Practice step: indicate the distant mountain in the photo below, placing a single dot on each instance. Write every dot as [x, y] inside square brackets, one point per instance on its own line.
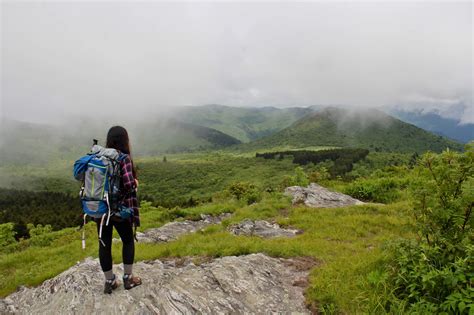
[371, 129]
[24, 142]
[435, 123]
[243, 123]
[173, 136]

● ● ● ● ●

## PROBLEM
The listing must be returned in full and exactly, apart from its pictures.

## SOLUTION TO THIS TASK
Practice step: indicate the distant mountain in the photo below, placing a single dot on each instance. Write every dot as [x, y] inside square brackets, one point per instance on its own line.
[371, 129]
[24, 142]
[435, 123]
[243, 123]
[173, 136]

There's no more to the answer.